__TO BE DONE__. Reproduce every line of the records below with "position" swapped for "location" wherever it occurs, leaving everything else unchanged. Omit the pictures from your answer.

__MATERIAL PROVIDED__.

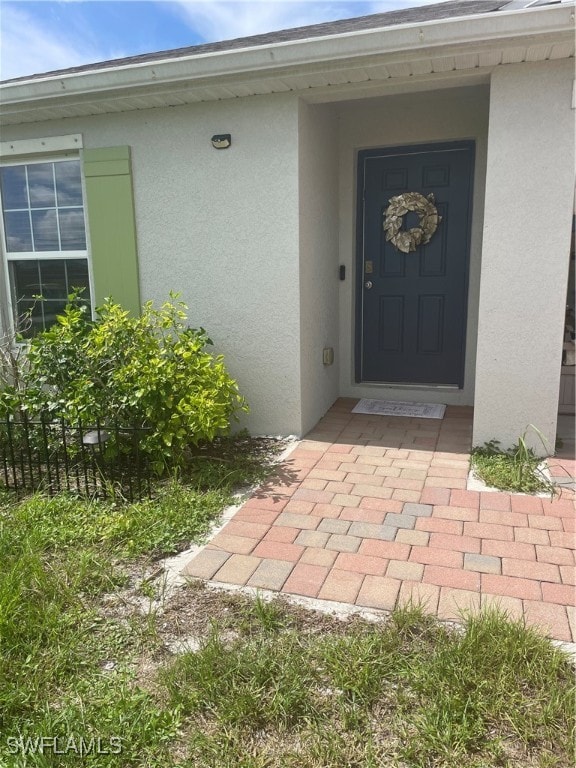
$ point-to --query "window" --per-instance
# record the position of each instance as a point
(44, 239)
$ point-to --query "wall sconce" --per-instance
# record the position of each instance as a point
(221, 141)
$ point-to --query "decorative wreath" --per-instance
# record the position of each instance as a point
(407, 240)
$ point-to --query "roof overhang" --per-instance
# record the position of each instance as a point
(389, 55)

__REPLY TO THE EXERCISE__.
$ point-to --query "window" --per-instance
# record the location of each instance as a point
(44, 239)
$ point-to --query "wall sconce" --per-instance
# record the location of each instance as a point
(221, 141)
$ point-to --query "decorative wreath" --per-instance
# record the location of each instance as a point
(407, 240)
$ point-to --query "roof overhang" --per-instance
# record the location of each instance as a point
(389, 55)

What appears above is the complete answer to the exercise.